=== Try it ===
Your response should contain each line of the data that includes "woman".
++++ Dataset excerpts
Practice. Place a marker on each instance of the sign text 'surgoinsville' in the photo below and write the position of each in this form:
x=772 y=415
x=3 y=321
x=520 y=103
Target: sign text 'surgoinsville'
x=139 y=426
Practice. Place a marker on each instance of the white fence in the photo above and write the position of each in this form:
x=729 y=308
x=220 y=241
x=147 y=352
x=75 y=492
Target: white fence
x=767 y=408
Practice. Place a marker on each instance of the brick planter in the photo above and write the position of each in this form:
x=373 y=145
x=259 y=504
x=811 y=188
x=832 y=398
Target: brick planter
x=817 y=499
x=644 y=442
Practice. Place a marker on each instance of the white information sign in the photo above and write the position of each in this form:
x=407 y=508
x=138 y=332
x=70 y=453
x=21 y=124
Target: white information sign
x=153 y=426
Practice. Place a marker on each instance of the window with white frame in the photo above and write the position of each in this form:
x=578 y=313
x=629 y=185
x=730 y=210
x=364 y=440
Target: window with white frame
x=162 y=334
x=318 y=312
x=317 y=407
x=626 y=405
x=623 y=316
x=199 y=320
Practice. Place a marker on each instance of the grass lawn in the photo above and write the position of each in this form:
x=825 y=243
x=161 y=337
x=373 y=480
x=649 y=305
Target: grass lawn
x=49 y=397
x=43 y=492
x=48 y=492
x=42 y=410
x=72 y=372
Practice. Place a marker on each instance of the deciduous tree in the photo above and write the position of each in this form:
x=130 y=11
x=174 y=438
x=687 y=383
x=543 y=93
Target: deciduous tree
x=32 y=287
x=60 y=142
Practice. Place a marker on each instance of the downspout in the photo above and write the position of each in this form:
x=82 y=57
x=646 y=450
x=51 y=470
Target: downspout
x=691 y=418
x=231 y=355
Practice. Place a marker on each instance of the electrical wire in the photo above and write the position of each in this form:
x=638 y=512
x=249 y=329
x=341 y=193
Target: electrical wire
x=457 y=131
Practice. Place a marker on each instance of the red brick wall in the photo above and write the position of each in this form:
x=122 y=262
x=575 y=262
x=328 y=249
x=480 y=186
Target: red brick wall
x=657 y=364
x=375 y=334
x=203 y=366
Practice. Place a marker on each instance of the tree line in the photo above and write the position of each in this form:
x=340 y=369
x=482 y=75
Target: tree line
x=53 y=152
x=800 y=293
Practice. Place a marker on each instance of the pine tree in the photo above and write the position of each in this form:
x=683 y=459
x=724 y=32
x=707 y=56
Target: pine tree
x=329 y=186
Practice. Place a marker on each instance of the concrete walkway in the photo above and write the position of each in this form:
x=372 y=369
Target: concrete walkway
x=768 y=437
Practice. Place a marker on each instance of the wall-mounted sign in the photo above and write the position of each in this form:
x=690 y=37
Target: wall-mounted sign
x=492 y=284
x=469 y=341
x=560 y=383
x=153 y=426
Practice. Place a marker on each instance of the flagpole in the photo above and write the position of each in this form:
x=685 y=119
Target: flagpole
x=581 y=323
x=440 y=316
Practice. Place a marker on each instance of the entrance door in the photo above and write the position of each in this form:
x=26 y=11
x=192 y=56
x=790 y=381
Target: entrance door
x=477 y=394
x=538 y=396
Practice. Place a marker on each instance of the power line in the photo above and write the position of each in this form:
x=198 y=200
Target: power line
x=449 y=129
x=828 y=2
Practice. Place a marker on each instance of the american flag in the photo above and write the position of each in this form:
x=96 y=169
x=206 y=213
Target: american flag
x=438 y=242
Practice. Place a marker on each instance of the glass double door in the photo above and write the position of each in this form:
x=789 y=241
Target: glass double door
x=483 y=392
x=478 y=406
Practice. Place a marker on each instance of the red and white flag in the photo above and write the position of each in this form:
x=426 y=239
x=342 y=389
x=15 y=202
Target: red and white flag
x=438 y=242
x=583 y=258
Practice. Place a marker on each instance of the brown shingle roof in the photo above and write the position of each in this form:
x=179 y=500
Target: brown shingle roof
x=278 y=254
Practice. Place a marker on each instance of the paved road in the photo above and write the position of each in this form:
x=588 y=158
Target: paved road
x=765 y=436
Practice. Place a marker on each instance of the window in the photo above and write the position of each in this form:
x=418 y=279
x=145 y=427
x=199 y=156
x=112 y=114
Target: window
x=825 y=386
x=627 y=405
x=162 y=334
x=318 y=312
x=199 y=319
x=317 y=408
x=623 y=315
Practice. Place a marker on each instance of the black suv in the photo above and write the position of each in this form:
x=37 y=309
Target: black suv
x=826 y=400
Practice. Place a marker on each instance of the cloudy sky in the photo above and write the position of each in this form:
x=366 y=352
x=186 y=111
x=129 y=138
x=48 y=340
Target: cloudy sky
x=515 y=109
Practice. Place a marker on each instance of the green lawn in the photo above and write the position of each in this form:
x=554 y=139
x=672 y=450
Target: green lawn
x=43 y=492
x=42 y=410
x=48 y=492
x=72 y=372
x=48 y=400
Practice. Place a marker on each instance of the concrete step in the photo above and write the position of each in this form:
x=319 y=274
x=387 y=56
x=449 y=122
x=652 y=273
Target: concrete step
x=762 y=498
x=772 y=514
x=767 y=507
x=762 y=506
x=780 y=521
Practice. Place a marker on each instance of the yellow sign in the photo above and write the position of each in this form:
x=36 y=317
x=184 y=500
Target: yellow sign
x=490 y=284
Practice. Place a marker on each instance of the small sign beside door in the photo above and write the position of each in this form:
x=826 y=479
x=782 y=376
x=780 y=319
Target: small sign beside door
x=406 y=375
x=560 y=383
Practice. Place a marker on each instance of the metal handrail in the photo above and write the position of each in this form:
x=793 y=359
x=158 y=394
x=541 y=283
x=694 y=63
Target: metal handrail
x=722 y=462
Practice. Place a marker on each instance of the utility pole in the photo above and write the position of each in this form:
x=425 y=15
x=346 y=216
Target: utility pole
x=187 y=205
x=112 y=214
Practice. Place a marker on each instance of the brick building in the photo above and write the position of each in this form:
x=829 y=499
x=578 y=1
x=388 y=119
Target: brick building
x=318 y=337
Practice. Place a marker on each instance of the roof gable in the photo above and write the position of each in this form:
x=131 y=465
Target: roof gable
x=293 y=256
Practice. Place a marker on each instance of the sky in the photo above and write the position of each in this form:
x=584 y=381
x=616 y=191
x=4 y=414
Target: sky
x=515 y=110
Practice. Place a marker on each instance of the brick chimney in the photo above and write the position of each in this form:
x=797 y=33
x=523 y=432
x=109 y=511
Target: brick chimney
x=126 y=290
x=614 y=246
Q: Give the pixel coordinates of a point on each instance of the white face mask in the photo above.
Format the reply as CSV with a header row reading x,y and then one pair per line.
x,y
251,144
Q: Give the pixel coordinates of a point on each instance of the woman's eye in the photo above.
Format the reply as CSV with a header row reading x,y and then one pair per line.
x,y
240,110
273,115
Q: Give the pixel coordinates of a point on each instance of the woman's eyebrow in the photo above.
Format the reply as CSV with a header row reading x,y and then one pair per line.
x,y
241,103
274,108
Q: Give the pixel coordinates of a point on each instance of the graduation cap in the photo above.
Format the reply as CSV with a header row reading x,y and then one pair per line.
++++++++
=== Solution to this problem ===
Q: Give the pixel coordinates of a point on each instance of the woman's eye in the photo above.
Q: Give the pixel coordinates of a point on each instance of the woman's eyebrow in the photo above.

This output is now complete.